> _Written request_
Transcribe the data below line for line, from the line containing "# point at: the front" down through the last line of the data.

> _Supplied records_
= = = = = = =

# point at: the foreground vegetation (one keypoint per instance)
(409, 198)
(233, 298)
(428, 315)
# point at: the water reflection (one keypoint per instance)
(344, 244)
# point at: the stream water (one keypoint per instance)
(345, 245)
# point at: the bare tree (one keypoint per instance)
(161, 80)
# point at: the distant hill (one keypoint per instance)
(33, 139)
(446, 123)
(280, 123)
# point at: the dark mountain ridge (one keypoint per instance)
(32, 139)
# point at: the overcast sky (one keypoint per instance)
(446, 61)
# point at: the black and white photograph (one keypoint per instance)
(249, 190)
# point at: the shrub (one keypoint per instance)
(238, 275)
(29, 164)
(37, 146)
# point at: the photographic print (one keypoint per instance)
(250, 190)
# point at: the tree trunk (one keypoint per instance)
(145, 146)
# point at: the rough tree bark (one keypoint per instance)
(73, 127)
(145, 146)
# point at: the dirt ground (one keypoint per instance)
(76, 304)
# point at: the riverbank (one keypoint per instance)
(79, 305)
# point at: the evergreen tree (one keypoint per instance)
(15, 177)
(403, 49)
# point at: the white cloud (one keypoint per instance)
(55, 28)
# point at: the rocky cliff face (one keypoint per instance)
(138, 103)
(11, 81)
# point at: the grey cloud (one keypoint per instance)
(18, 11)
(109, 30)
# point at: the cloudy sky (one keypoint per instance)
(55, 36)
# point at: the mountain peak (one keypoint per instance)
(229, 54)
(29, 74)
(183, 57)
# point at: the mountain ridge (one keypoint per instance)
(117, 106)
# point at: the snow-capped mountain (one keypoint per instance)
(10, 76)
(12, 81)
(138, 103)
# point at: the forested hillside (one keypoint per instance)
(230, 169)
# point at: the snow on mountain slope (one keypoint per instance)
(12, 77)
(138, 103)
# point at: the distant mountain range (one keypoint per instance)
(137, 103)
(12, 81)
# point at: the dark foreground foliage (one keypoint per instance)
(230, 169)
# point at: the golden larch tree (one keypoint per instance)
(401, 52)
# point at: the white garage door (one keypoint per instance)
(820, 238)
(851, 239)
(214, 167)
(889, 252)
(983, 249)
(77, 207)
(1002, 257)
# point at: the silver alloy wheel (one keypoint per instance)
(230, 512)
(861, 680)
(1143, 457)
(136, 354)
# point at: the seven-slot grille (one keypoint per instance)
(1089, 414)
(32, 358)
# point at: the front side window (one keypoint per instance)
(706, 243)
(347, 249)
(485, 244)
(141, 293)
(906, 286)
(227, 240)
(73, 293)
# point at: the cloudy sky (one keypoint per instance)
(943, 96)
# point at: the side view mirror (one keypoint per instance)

= = = = = = =

> _Task output_
# point at: the front side window (one keypoint per instance)
(706, 243)
(347, 249)
(485, 244)
(141, 293)
(906, 286)
(227, 240)
(73, 293)
# point at: the cloudy sky (one keypoint per instance)
(943, 96)
# point at: the side view mirror (one keypoint per instance)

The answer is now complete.